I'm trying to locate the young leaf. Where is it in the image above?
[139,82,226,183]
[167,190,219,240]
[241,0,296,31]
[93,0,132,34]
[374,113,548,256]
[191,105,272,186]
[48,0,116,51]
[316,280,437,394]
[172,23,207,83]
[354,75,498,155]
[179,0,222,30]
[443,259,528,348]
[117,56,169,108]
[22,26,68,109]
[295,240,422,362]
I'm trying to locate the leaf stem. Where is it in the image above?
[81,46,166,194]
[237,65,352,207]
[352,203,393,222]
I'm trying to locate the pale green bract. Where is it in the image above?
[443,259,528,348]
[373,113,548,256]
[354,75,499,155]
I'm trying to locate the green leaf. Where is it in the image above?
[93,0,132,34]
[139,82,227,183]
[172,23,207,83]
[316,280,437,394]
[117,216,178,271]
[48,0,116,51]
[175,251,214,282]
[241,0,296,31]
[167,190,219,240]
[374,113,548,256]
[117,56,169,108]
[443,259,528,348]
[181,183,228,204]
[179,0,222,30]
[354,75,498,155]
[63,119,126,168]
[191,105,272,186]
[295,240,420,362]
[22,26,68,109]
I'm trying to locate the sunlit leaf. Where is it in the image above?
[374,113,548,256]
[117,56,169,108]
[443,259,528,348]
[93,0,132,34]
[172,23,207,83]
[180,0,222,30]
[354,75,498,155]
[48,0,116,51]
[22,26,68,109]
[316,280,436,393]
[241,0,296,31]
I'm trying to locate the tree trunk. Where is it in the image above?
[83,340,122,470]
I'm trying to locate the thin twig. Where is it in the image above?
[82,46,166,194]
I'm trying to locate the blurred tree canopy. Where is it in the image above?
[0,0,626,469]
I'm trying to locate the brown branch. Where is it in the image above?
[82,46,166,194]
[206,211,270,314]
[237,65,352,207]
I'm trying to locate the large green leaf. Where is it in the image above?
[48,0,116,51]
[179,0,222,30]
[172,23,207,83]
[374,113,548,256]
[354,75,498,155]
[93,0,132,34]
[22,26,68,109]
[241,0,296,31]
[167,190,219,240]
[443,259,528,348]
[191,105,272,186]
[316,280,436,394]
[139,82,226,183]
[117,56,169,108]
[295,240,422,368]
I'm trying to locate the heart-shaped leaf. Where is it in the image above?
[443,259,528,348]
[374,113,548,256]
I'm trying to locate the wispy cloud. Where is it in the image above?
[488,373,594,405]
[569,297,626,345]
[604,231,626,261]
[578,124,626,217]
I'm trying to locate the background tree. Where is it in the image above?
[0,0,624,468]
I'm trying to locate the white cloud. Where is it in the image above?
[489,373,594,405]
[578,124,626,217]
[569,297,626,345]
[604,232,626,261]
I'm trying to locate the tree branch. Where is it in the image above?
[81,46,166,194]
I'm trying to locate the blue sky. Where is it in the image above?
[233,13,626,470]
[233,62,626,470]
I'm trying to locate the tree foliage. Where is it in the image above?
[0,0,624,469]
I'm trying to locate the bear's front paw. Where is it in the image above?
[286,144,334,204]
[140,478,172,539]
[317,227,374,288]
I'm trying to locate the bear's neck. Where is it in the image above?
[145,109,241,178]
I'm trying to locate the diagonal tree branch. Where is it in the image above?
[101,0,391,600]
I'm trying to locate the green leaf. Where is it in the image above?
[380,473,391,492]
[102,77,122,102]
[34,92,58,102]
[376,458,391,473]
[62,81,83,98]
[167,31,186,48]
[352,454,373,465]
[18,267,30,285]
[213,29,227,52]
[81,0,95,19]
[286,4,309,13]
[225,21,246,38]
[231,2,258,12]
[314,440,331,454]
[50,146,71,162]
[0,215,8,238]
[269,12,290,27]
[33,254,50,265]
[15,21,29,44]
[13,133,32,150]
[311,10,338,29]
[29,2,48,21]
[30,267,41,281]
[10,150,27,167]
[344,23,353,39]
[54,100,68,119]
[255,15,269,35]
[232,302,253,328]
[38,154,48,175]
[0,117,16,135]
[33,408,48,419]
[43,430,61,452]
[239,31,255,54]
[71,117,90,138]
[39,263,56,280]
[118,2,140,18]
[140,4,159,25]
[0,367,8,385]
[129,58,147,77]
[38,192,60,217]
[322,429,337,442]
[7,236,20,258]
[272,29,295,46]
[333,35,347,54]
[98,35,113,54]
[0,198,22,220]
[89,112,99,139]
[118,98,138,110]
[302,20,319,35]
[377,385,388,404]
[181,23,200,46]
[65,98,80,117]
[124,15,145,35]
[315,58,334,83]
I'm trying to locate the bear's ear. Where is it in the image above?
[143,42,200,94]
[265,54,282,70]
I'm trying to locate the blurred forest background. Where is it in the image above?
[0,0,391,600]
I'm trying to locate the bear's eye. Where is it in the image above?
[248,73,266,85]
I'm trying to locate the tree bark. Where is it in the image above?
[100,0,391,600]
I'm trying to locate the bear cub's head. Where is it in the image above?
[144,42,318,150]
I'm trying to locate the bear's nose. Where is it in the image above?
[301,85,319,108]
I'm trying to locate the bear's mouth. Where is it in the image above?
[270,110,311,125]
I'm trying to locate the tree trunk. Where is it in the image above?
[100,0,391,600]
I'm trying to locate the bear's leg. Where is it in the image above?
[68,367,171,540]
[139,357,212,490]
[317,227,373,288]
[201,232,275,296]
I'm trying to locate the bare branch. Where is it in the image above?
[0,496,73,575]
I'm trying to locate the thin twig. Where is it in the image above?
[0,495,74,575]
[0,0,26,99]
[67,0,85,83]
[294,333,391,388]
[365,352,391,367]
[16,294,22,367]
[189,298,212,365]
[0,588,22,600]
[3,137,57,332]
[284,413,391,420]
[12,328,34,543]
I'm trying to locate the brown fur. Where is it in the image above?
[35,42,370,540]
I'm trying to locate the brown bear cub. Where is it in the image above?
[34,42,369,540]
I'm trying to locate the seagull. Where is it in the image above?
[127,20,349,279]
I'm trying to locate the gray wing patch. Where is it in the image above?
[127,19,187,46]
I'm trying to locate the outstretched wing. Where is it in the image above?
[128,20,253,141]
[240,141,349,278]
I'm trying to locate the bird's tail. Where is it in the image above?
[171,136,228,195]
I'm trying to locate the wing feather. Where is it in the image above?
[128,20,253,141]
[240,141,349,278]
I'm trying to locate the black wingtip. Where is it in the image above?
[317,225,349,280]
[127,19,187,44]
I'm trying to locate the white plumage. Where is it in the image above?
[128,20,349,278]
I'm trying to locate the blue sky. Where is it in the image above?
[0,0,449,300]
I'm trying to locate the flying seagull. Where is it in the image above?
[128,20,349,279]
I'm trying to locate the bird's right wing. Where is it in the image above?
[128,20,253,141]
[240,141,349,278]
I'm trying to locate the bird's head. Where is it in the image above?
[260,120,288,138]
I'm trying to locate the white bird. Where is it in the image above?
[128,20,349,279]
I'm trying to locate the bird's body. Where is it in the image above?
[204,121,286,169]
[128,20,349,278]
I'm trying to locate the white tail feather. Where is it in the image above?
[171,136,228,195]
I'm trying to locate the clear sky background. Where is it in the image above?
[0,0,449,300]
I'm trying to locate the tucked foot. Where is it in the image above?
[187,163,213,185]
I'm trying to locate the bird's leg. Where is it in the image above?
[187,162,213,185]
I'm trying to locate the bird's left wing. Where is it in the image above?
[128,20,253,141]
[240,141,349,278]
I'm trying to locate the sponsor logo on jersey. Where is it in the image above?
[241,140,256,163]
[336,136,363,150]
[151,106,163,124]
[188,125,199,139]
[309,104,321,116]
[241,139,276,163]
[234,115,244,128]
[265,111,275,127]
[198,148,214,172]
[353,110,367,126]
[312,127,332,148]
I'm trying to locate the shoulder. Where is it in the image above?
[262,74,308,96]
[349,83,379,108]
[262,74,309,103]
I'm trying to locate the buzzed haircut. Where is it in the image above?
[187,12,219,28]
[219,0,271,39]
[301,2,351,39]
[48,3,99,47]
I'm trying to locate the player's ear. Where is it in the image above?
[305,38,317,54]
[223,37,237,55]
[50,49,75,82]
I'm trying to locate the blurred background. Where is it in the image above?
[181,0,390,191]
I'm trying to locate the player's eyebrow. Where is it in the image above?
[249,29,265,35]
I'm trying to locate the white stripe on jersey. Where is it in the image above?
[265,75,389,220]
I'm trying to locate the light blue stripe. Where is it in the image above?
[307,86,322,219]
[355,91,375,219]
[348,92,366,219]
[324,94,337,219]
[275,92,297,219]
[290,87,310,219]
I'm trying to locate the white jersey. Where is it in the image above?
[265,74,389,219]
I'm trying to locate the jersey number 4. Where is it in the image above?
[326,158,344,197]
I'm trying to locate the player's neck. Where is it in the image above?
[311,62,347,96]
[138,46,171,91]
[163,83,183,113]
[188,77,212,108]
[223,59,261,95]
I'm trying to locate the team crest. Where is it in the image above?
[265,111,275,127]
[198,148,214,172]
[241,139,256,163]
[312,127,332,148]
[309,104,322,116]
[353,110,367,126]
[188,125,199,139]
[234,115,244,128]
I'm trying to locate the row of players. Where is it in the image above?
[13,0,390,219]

= = = = = = =

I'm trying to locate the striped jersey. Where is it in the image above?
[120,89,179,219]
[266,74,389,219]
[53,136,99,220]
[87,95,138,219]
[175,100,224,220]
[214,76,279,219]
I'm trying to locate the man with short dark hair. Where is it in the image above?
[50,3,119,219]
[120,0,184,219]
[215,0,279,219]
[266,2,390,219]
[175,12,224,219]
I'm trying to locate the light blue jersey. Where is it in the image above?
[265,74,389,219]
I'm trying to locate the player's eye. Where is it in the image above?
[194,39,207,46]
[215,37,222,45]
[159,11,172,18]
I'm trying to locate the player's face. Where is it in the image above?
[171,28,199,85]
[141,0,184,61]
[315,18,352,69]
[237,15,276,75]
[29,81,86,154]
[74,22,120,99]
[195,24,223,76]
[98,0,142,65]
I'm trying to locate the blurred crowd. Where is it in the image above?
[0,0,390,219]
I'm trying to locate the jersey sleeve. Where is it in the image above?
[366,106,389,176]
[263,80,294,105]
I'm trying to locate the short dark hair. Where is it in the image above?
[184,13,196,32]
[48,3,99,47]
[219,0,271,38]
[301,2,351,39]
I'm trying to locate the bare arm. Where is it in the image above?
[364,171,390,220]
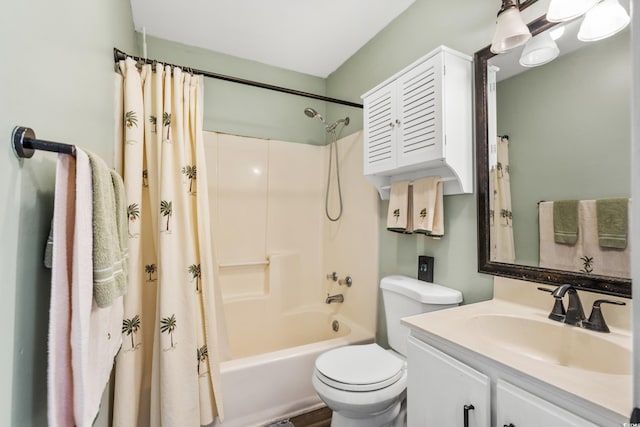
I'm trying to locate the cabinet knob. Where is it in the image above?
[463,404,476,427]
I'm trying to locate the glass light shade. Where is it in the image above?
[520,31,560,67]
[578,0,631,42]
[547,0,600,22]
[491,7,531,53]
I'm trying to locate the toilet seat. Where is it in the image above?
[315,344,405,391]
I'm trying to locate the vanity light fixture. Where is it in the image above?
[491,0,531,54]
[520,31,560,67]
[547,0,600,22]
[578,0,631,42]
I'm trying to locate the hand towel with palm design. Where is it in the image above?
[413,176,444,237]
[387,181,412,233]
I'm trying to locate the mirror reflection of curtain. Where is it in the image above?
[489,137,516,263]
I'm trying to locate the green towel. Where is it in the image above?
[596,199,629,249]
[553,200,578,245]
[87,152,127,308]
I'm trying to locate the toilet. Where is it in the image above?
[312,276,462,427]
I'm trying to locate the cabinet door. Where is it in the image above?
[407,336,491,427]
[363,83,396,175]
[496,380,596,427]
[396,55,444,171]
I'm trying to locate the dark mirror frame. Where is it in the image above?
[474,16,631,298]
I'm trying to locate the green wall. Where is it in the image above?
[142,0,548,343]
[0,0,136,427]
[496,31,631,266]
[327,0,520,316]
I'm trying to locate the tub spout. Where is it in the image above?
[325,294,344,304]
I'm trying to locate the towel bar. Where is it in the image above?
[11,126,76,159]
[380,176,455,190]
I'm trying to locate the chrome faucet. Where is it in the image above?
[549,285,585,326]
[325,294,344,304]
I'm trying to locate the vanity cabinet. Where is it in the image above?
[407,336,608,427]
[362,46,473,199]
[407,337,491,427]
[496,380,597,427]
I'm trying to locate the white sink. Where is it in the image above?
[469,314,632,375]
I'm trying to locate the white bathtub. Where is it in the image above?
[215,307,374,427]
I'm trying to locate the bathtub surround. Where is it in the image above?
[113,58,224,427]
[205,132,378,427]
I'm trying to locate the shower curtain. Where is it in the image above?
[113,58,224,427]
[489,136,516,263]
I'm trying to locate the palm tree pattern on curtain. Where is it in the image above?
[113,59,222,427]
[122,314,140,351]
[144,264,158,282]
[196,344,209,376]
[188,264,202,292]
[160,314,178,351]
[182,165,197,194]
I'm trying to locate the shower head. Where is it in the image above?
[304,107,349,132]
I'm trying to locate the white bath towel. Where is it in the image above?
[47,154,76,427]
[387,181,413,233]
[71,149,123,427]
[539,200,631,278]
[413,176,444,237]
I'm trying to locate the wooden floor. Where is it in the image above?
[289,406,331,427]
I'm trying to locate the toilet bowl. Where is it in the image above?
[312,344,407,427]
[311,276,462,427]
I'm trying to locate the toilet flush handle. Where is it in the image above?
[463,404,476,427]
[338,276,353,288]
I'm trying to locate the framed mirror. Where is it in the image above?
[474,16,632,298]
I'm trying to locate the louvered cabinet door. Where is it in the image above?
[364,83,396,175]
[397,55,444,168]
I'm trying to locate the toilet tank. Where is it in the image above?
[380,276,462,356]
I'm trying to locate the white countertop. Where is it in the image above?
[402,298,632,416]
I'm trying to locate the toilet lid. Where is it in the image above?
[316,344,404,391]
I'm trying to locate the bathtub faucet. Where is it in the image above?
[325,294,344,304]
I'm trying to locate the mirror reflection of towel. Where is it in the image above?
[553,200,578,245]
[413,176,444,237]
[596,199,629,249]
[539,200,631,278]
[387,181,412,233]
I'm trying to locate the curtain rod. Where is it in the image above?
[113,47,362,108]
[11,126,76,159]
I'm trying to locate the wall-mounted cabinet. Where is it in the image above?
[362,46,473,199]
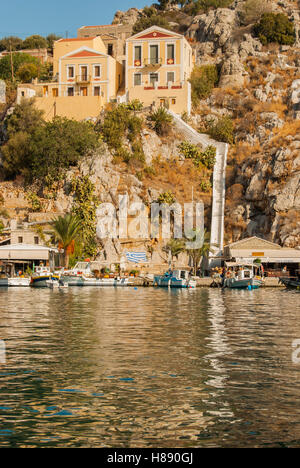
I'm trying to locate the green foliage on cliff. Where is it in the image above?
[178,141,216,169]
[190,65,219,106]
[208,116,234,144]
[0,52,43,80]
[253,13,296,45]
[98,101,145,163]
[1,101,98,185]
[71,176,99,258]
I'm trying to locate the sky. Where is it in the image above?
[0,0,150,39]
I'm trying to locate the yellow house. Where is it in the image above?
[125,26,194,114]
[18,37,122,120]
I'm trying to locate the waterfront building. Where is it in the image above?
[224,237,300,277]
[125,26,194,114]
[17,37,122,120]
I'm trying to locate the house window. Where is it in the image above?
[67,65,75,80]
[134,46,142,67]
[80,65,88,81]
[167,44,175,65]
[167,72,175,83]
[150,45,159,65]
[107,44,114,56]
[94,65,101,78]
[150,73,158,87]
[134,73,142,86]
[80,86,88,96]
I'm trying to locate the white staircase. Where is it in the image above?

= = = = = = =

やること:
「I'm trying to locate the white plumage.」を含む行から「[260,120,288,138]」を含む行までの範囲を、「seagull」を「gull」に置き換えて書き直す。それ以外は一切変えない。

出力:
I'm trying to locate the white plumage. Where is it in the image above?
[128,20,349,278]
I'm trying to locate the blue sky. Where is it in the image above?
[0,0,449,300]
I'm trying to locate the flying gull. Where is it in the image above?
[128,20,349,279]
I'm trying to locate the bird's right wing. Where is it in the image above?
[128,20,253,141]
[240,141,349,278]
I'm trying to locate the bird's head. Where is it in the image above?
[260,120,288,138]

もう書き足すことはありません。